The problem. If a line in the entries below contains the word "identify", it counts; report how many such lines there are, and only that number.
##### Data shown
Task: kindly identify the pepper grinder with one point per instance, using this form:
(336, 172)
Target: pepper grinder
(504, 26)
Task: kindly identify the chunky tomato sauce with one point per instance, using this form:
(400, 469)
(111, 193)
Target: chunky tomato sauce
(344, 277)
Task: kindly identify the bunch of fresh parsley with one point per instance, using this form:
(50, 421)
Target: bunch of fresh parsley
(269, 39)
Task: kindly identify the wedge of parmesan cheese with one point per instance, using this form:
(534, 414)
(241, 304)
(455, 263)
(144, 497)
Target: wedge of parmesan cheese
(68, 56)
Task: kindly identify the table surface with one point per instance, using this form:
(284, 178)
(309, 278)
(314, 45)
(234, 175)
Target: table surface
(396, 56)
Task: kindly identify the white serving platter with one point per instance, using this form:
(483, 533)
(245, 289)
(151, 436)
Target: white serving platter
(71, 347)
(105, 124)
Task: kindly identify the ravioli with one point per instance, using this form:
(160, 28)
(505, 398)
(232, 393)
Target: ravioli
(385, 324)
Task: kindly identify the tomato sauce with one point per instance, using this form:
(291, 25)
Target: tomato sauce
##########
Answer space. 8